### TRECHO FORNECIDO
Quem aí está vendo “Sense8”? A nova série original Netflix tá cheia de ação e polêmica, do jeito que a gente gosta. De todo esse universo enorme de personagens, um dos que mais me chamou atenção foi Nomi. Não apenas pela história dela (o quanto eu já chorei vendo ela e Amanita não tá no gibi), mas também pela importância política de tê-la ali como personagem. Eis os motivos:
Representação é importante
A comunidade trans é uma das que mais sofre preconceito no mundo. Basta uma simples pesquisa no Google pra ver os inúmeros casos de discriminação e assassinatos violentos. Ter uma personagem de destaque numa série tão bombada é importantíssimo para visibilidade: não é um filme iraniano cult, é uma das séries de maior destaque do ano! Nomi não representa toda a comunidade trans, claro, mas todas as representações são bem vindas para ajudar a naturalizar isso na nossa sociedade – passou da hora disso acontecer, né?
A atriz Jamie Clayton também é trans
Pense aí nos filmes e seriados que você já viu que têm trans, gays ou lésbicas e depois pense se os atores em tais papéis também eram trans, gays ou lésbicas. Com exceção da Laverne Cox de “Orange is The New Black”, grande parte desses personagens é interpretado por pessoas cisgêneras (termo utilizado para se referir às pessoas em que o gênero que se identificam é o mesmo que o designado no nascimento) ou heterossexuais – o que significa que esses atores vão ganhar notoriedade, fama e muito dinheiro às custas de uma minoria que acabou desempregada.

### MATERIAL FORNECIDO

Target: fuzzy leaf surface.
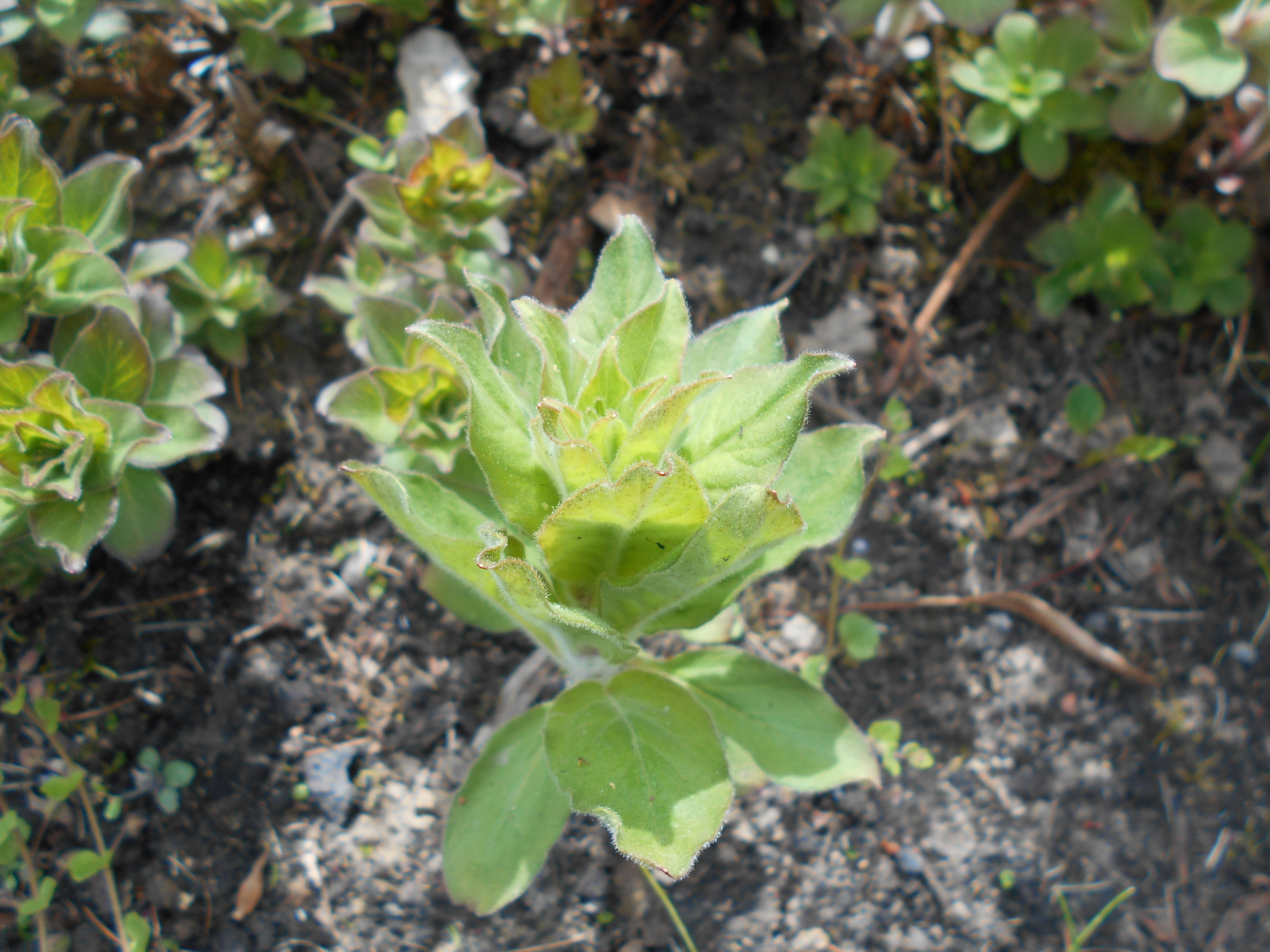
[546,670,733,877]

### EXERCÍCIOS
1. Reproduza sem alterações o trecho do texto sobre Nomi em Sense8 que vai de "A atriz Jamie" até "que acabou desempregada.".
2. No texto sobre Nomi em Sense8, qual atriz de "Orange is The New Black" aparece como exceção entre os intérpretes de personagens trans, gays ou lésbicas?
3. Resuma em duas frases o texto sobre Nomi em Sense8.
As linhas constituem um material à parte, independente do texto.

### RESPOSTAS
1.
A atriz Jamie Clayton também é trans
Pense aí nos filmes e seriados que você já viu que têm trans, gays ou lésbicas e depois pense se os atores em tais papéis também eram trans, gays ou lésbicas. Com exceção da Laverne Cox de “Orange is The New Black”, grande parte desses personagens é interpretado por pessoas cisgêneras (termo utilizado para se referir às pessoas em que o gênero que se identificam é o mesmo que o designado no nascimento) ou heterossexuais – o que significa que esses atores vão ganhar notoriedade, fama e muito dinheiro às custas de uma minoria que acabou desempregada.

2. A atriz citada como exceção é Laverne Cox.

3. Nomi, personagem da série original Netflix "Sense8", tem importância política por dar visibilidade à comunidade trans, uma das que mais sofrem preconceito no mundo. Além disso, a atriz Jamie Clayton também é trans, ao contrário da maior parte desses papéis, que fica com atores cisgêneros ou heterossexuais.